REPUBLIKA.CO.ID, JAKARTA -- Direktorat Jenderal Pajak Kementerian Keuangan mengungkapkan, gaya hidup masyarakat yang mengarah digitalisasi melalui transaksi nontunai menjadi tantangan penerimaan pajak. Hal ini mampu memunculkan celah-celah kecurangan, sehingga berpotensi pajak bisa berkurang.
Direktur Jenderal Pajak Suryo Utomo mengatakan, digitalisasi juga berisiko menggerus potensi penerimaan negara."Karena itu, apabila DJP tidak adaptif terhadap perubahan teknologi tersebut, akan kehilangan potensi pajak yang akan berujung pada kurangnya penerimaan bagi negara," ujarnya saat webinar DJP TI Summit 2021, Rabu (18/8).
Maka itu, lanjut Suryo, pihaknya berupaya mengoptimalkan potensi pajak berbasis digital data mining. Setidaknya upaya tersebut membutuhkan sumber daya manusia (SDM) dan sistem yang berkualitas, mengingat proses penggalian data membutuhkan kompetensi yang sangat rumit, seperti artificial intelligence, teknik statistika, matematika, pembelajaran mesin, dan sebagainya.

........

◆ **TUGAS LATIHAN**:
1 > Jawablah pertanyaan berikut berdasarkan teks latihan tentang tantangan pajak digital.
(a) Menurut Direktorat Jenderal Pajak, apa yang menjadi tantangan penerimaan pajak?
(b) Dalam acara apa Suryo Utomo menyampaikan pernyataannya?
(c) Apa yang setidaknya dibutuhkan untuk upaya mengoptimalkan potensi pajak berbasis digital data mining?
2 > Lanjutkan teks latihan tentang tantangan pajak digital mulai setelah kalimat terakhirnya.

........

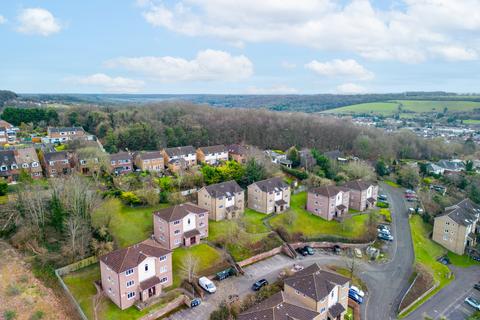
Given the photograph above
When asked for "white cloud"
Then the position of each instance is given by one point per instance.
(407, 32)
(288, 65)
(280, 89)
(109, 84)
(350, 88)
(37, 21)
(208, 65)
(340, 68)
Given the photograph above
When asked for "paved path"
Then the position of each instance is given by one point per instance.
(386, 282)
(449, 301)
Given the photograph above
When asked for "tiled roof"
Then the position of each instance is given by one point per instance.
(224, 189)
(358, 185)
(213, 149)
(271, 184)
(315, 282)
(278, 308)
(130, 257)
(180, 151)
(179, 211)
(328, 191)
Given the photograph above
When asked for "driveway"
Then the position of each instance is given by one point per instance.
(386, 283)
(449, 301)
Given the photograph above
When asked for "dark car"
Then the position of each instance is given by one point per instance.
(259, 284)
(303, 251)
(195, 302)
(309, 250)
(355, 297)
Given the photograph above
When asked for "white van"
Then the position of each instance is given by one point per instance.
(207, 285)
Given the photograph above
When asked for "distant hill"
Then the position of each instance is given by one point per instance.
(302, 103)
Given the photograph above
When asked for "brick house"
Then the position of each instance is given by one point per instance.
(187, 153)
(150, 161)
(213, 154)
(320, 290)
(224, 200)
(311, 294)
(64, 134)
(27, 160)
(183, 224)
(8, 165)
(121, 163)
(457, 228)
(270, 195)
(136, 273)
(57, 163)
(237, 153)
(363, 194)
(328, 202)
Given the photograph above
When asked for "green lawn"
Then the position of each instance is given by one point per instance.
(426, 254)
(81, 286)
(463, 261)
(254, 236)
(210, 260)
(128, 225)
(314, 227)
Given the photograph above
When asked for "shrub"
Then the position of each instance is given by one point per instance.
(130, 198)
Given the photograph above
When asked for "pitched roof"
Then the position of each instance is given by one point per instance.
(237, 149)
(214, 149)
(149, 155)
(271, 184)
(315, 282)
(130, 257)
(180, 151)
(120, 156)
(277, 307)
(179, 211)
(464, 213)
(358, 185)
(328, 191)
(224, 189)
(55, 156)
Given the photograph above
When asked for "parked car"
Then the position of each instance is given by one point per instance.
(337, 249)
(357, 291)
(195, 302)
(473, 302)
(386, 237)
(355, 297)
(382, 197)
(309, 250)
(207, 285)
(259, 284)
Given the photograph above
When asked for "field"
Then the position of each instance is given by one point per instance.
(426, 254)
(410, 106)
(254, 238)
(314, 227)
(128, 225)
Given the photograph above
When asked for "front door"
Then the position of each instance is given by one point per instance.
(151, 292)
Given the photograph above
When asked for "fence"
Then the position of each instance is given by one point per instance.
(71, 268)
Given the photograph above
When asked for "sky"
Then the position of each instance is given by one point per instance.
(239, 47)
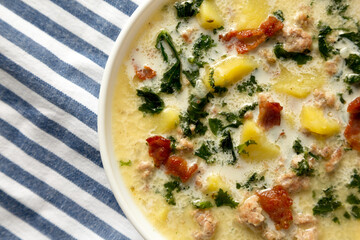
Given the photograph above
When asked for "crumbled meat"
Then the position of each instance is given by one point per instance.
(301, 219)
(207, 224)
(324, 99)
(293, 183)
(272, 234)
(146, 168)
(251, 212)
(296, 39)
(334, 160)
(306, 234)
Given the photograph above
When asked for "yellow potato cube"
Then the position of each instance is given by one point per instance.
(167, 119)
(214, 182)
(209, 15)
(298, 85)
(313, 119)
(251, 14)
(230, 70)
(263, 149)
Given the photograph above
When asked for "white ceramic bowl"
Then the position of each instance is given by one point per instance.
(120, 50)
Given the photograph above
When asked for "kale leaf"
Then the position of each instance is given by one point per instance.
(250, 86)
(224, 199)
(170, 187)
(298, 148)
(171, 80)
(153, 104)
(304, 169)
(326, 204)
(299, 58)
(353, 62)
(226, 145)
(187, 9)
(193, 116)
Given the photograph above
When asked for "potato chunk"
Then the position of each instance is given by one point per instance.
(167, 119)
(263, 149)
(251, 14)
(209, 15)
(231, 70)
(298, 85)
(313, 119)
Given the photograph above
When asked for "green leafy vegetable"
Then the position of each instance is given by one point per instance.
(352, 199)
(224, 199)
(353, 62)
(226, 145)
(250, 86)
(241, 147)
(324, 47)
(193, 116)
(202, 204)
(187, 9)
(303, 169)
(326, 204)
(153, 104)
(123, 163)
(299, 58)
(171, 80)
(279, 15)
(170, 187)
(298, 148)
(206, 150)
(355, 181)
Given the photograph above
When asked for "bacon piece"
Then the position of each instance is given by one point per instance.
(352, 131)
(159, 149)
(269, 114)
(249, 39)
(177, 167)
(145, 73)
(277, 203)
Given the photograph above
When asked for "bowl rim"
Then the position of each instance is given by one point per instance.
(118, 53)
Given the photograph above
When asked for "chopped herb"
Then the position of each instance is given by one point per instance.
(226, 145)
(194, 114)
(353, 62)
(298, 148)
(224, 199)
(241, 147)
(202, 204)
(304, 169)
(347, 215)
(217, 89)
(279, 15)
(341, 98)
(153, 104)
(123, 163)
(250, 86)
(355, 211)
(336, 220)
(187, 9)
(247, 108)
(170, 187)
(355, 181)
(324, 47)
(352, 199)
(299, 58)
(326, 204)
(171, 79)
(206, 150)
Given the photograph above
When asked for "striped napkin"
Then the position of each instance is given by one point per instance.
(52, 57)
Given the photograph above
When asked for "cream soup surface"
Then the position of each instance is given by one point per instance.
(275, 114)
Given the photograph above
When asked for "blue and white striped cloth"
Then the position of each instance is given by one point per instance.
(52, 57)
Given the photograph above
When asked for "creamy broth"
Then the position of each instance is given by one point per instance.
(131, 127)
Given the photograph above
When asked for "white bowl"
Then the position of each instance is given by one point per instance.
(109, 80)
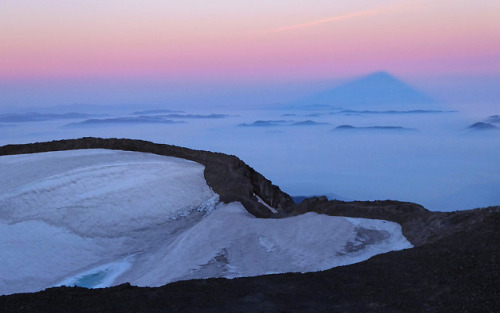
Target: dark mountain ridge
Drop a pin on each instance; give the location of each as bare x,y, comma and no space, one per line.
454,267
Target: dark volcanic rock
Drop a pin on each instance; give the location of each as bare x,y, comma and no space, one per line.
457,273
455,266
227,175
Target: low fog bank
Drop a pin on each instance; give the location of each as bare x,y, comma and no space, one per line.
442,164
428,154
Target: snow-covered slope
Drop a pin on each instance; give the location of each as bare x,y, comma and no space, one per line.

........

◆ **KUNCI JAWABAN**:
1 >
(a) Gaya hidup masyarakat yang mengarah digitalisasi melalui transaksi nontunai.
(b) Webinar DJP TI Summit 2021 pada Rabu (18/8).
(c) Sumber daya manusia (SDM) dan sistem yang berkualitas.

2 >
“Kecerdasan buatan tersebut pun dapat memberikan arah, panduan, prioritas, hingga mitigasi risiko pada saat DJP melakukan pekerjaan,” ucapnya.
Sementara itu, Menteri Keuangan Sri Mulyani meminta Direktorat Jenderal Pajak (DJP) dapat beradaptasi melakukan pembelajaran penggunaan data di dalam era teknologi.
"Saya berharap Ditjen Pajak turut serta bahkan terus berpartisipasi, beradaptasi melakukan pembelajaran bagaimana penggunaan data di dalam era tekno digital yang luar biasa ini baik pelayanan pajak untuk membangun ekonomi Indonesia, dan tentu akhirnya juga memungut pajak secara adil dan efisien," ucapnya.
Menurutnya DJP memiliki tantangan sekaligus peluang untuk mengakses data set dari pelaporan wajib pajak. Direktorat Jenderal Pajak dapat menggunakannya untuk memahami kehidupan ekonomi dan sosial masyarakat.
Dari analisis data tersebut, DJP juga bisa mendesain kebijakan yang lebih baik, tidak hanya sekadar soal memungut pajak. DJP juga akan mampu meningkatkan kualitas pelayannya.
"Jadi ini tidak hanya melulu mengumpulkan pajak, tapi bagaimana kita bisa merancang dan merancang kembali perekonomian kita yang terus berubah karena berbagai macam faktor; shock pandemi, ekonomi digital dan globalisasi," ucapnya.